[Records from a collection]
-.-.-
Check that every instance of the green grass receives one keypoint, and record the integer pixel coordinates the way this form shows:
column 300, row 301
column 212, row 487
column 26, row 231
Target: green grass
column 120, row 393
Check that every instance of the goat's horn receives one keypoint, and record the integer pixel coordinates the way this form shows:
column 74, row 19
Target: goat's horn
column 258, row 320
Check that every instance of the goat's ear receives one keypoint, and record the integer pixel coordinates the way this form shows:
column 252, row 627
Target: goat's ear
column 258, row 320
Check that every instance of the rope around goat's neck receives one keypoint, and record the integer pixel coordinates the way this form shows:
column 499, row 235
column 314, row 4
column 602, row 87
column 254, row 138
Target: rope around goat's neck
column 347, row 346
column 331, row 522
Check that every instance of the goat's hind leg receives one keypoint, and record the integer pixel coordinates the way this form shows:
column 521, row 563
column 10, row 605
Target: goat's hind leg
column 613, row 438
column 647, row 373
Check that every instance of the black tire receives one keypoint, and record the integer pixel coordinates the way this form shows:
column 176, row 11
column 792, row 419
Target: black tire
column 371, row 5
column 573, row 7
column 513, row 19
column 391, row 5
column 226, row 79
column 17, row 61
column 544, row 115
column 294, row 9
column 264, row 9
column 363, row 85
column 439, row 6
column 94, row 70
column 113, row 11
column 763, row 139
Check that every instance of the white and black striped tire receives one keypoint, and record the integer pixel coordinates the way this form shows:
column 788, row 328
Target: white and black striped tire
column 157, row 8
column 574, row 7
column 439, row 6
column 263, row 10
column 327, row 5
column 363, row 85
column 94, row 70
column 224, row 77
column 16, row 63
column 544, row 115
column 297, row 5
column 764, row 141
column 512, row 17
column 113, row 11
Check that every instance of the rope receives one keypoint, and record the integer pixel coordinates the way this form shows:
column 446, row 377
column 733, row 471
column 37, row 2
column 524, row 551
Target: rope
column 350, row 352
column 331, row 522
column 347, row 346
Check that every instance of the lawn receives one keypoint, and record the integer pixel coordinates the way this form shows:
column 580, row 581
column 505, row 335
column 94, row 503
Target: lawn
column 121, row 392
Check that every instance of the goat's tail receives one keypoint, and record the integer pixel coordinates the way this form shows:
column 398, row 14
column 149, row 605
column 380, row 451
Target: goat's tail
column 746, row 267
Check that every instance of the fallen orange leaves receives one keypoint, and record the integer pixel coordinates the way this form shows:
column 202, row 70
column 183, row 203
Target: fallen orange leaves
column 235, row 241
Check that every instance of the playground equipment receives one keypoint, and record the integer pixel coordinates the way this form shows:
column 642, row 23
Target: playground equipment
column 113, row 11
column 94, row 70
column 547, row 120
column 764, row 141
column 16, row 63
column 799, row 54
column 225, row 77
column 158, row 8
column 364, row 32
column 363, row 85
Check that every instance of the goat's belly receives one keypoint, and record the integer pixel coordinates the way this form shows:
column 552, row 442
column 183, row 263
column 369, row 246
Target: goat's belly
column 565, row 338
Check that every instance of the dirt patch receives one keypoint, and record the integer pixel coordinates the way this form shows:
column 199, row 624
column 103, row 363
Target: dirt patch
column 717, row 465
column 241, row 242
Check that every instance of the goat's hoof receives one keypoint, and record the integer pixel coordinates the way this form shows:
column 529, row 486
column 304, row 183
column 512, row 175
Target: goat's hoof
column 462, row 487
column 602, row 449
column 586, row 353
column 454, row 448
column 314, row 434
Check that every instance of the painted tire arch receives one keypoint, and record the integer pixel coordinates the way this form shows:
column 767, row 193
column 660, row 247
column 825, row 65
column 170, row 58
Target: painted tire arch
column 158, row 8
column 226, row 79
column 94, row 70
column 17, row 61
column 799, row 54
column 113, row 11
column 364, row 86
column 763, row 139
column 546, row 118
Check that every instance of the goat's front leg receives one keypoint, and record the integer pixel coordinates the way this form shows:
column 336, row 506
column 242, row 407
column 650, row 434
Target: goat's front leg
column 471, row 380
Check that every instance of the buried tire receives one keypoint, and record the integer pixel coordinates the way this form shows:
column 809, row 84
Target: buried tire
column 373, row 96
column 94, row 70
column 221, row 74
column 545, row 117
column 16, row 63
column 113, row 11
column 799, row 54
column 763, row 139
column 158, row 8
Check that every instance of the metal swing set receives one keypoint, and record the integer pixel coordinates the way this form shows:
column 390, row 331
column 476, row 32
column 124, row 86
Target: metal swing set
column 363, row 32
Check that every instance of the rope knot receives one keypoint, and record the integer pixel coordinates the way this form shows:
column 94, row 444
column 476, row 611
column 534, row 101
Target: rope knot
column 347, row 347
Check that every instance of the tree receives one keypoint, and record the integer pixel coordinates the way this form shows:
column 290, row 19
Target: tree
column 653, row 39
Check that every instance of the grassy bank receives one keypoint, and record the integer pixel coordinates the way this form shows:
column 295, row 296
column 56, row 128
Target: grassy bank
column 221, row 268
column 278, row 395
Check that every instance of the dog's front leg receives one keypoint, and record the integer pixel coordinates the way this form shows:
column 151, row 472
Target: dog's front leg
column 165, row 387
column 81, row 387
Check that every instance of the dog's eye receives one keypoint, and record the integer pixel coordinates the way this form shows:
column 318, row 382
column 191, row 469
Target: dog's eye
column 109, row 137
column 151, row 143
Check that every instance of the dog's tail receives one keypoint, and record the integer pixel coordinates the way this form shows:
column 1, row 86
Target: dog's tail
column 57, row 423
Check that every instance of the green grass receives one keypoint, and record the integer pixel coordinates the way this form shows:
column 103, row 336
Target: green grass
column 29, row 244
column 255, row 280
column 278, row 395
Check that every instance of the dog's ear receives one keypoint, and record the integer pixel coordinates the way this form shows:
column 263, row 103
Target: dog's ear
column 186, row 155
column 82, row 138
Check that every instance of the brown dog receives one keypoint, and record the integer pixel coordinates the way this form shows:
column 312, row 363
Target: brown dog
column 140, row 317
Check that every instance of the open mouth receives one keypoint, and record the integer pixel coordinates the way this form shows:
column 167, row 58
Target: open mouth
-.-.-
Exercise requirements =>
Apply a filter for "mouth" to the data above, then copy each line that matches.

The answer =>
Check that every instance of the open mouth receives one keypoint, and record the integer pixel coordinates the way this form shows:
Target: open mouth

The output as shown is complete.